PARTS OF THE EXERCISE
A. From the passage on the ammunition supply chain below, return word for word the part that opens with the words containing "In other words, supply" and closes with "compound and suchlike.".
B. In the passage on the ammunition supply chain below, which earlier ammo crunches are compared with the current one?

GIVEN PASSAGE

Assuming the box of ammunition you just bought came from a brick-and-mortar retailer and was new-manufactured ammunition from one of the major domestic major manufacturers, it passed from manufacturer to distributor to retailer.

If it's imported, you can add the importer to that chain. For smaller manufacturers or commercial reloaders, the supply chain is even more complex, because they don't make any of their own components, but have to source those from the various "majors".

A big ammo crunch, like the current one or the ones in '08 or '13, will suck the supply chain dry back past the component level.

In other words, supply of cases and primers and the like starts getting sketchy because, firstly, handloaders scarf up the existing retail supply and, secondly, the majors have to start deciding how they're going to allocate their own supplies of primers, cases, bullets, and the like.

The problem is that when it gets this bad, the bottleneck moves back past the component level to the raw materials. Nosler and CCI and Olin need the raw materials to make more bullet jackets and priming compound and suchlike.

The difference between the Panics of '08 and '13 and the current situation is that right now supply lines are...to use the technical term...all jacked up.

International shipping has been a mess. Truck drivers may have been "essential", but whether or not manufacturing workers or miners were could vary wildly from state to state or country to country.

DATA SHOWN
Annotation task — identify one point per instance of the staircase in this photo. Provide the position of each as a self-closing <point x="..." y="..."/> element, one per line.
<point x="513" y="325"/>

EXPECTED RESPONSES
A.
In other words, supply of cases and primers and the like starts getting sketchy because, firstly, handloaders scarf up the existing retail supply and, secondly, the majors have to start deciding how they're going to allocate their own supplies of primers, cases, bullets, and the like.

The problem is that when it gets this bad, the bottleneck moves back past the component level to the raw materials. Nosler and CCI and Olin need the raw materials to make more bullet jackets and priming compound and suchlike.

B. The ones in '08 and '13.